» Page excerpt
□ □ □ □ □ □ □

# how to uninstall NetWaiting?



## farhana (Mar 13, 2008)

I recently bought a IBM notebook which was included with "NetWaiting" software, which i think that i dont require it....but unlucky i couldnt find any uninstall file and also couldnt remove it using Add/Remove program (coz tht software not there)....

what is the way to uninstall tht program?



thanks,
ana


----------



## TheOutcaste (Aug 8, 2007)

It's software that implements the Modem on Hold function on dial-up connections, meaning if you have Call Waiting, you can take a call without disconnecting from the Internet.

It should be listed in Add/Remove Programs, probably as Modem On Hold. It may have the modem manufacturer's name first though, like Intel Modem on Hold, or Motorola Modem on hold, etc.

HTH

Jerry


----------



## farhana (Mar 13, 2008)

□ □ □ □ □ □ □

» Raw data
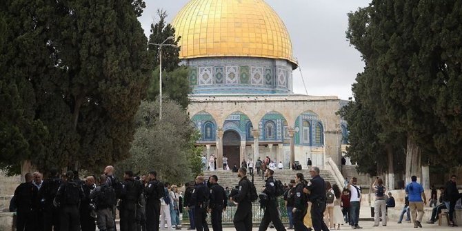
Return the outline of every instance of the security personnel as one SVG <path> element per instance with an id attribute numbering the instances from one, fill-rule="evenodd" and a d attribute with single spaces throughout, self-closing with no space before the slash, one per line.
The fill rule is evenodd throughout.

□ □ □ □ □ □ □

» Exercise task
Please resume the NetWaiting uninstall thread above, starting after its last post header.

» Reply
no..there is no such "name" in the Add/Remove program.......

please help me....any other way?


----------



## TheOutcaste (Aug 8, 2007)

Unless there is a Modem On Hold folder on the start menu that includes an Icon to uninstall it, I don't know. Best bet would be to call IBM and ask them.

Is it causing a problem? Or is it just placing an Icon in the Notification area by the clock when you boot? In that case, right click the Icon -- there should be a Settings or Options link that will let you turn off the "Launch at Windows Startup" feature.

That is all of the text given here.